# Task objective
Put the lines of the data below, from the line with "mark: the distant mountain range" up to and including the final line, into a JSON list of strings with one string per line, leaving out blank lines.

------ Extracted data

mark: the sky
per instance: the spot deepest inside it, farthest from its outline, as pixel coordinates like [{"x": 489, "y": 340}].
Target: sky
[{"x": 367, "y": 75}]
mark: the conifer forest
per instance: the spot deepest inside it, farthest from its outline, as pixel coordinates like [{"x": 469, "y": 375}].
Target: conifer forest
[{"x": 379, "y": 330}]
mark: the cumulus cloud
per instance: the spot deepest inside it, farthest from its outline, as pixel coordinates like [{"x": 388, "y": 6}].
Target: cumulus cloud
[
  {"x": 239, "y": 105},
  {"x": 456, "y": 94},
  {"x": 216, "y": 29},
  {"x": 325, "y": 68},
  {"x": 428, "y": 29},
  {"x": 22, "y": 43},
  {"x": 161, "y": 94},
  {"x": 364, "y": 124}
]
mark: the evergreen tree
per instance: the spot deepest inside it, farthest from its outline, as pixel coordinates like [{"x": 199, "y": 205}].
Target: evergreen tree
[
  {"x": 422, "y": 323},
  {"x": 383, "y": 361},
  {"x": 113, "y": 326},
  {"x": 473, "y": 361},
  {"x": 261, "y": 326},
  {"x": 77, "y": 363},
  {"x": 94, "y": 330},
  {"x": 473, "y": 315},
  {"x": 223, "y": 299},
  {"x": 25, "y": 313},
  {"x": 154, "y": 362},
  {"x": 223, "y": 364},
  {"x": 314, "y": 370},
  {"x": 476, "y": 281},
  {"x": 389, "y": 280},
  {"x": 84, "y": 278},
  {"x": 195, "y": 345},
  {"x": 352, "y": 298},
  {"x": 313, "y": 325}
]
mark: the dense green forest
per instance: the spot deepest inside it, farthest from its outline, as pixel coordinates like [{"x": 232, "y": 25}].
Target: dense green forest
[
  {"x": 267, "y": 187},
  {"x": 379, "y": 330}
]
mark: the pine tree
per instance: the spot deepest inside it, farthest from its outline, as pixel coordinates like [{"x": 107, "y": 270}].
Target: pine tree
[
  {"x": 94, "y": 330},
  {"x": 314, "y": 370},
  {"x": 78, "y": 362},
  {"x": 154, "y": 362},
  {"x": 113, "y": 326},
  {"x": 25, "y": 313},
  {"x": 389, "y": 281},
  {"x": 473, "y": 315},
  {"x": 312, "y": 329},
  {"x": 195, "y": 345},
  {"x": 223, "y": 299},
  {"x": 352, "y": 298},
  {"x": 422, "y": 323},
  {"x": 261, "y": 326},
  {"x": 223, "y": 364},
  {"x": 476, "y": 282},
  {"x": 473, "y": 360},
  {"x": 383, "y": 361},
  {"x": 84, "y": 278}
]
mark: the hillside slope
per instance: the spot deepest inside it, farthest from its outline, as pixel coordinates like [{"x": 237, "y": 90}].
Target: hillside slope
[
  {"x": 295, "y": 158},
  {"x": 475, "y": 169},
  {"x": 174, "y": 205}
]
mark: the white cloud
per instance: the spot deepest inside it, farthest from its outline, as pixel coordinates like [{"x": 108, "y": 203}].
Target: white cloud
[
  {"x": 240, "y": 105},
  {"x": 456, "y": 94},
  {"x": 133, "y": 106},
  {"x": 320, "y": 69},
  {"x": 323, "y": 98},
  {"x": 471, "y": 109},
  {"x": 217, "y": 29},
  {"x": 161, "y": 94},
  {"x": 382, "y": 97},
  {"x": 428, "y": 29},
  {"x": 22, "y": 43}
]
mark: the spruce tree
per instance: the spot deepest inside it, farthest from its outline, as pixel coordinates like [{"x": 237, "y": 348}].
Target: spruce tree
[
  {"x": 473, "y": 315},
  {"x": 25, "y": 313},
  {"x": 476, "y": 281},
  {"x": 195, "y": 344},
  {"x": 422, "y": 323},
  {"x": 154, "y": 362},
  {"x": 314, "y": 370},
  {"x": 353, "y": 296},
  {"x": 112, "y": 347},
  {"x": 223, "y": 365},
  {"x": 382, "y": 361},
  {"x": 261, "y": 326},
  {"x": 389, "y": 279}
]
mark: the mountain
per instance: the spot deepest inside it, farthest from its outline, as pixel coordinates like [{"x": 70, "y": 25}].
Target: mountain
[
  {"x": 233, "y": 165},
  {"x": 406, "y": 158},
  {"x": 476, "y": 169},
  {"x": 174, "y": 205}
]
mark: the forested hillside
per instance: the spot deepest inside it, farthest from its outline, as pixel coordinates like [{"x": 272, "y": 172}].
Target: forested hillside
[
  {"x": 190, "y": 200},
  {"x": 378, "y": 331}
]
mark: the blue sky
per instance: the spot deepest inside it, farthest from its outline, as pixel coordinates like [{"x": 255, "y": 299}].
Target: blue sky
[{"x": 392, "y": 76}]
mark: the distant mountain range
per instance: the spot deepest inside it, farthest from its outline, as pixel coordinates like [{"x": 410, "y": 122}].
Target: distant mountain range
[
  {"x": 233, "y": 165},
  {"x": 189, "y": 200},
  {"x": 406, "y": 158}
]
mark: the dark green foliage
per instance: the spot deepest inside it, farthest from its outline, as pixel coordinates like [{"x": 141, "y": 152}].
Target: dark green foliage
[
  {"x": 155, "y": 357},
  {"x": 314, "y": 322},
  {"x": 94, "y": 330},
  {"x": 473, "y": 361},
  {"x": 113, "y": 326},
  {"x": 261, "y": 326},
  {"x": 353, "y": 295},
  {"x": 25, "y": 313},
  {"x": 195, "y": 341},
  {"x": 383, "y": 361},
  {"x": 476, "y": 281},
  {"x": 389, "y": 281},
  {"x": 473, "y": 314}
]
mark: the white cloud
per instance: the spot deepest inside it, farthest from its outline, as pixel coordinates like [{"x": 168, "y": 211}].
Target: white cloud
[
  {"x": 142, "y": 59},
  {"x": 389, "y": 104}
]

------------

# Task result
[
  "mark: the distant mountain range",
  "per instance: the spot deepest inside it, farthest from its outline, as pixel coordinates like [{\"x\": 410, \"y\": 122}].",
  "Target: distant mountain range",
  "[",
  "  {\"x\": 233, \"y\": 165},",
  "  {\"x\": 189, \"y\": 200},",
  "  {\"x\": 406, \"y\": 158}",
  "]",
  "mark: the dark green foliage",
  "per instance: the spot deepest inside it, farthest from its outline, as pixel coordinates like [{\"x\": 141, \"y\": 152}].",
  "Target: dark green foliage",
  "[",
  "  {\"x\": 155, \"y\": 357},",
  "  {\"x\": 314, \"y\": 322},",
  "  {\"x\": 94, \"y\": 330},",
  "  {\"x\": 473, \"y\": 361},",
  "  {\"x\": 113, \"y\": 326},",
  "  {\"x\": 261, \"y\": 326},",
  "  {\"x\": 353, \"y\": 295},",
  "  {\"x\": 25, \"y\": 313},",
  "  {\"x\": 195, \"y\": 341},",
  "  {\"x\": 383, \"y\": 361},",
  "  {\"x\": 476, \"y\": 281},",
  "  {\"x\": 389, \"y\": 281},",
  "  {\"x\": 473, \"y\": 314}",
  "]",
  "mark: the white cloud",
  "per instance: the spot deepest inside it, farthest from its outline, as pixel coordinates like [{\"x\": 168, \"y\": 211}].",
  "Target: white cloud",
  "[",
  "  {\"x\": 142, \"y\": 59},",
  "  {\"x\": 389, \"y\": 104}",
  "]"
]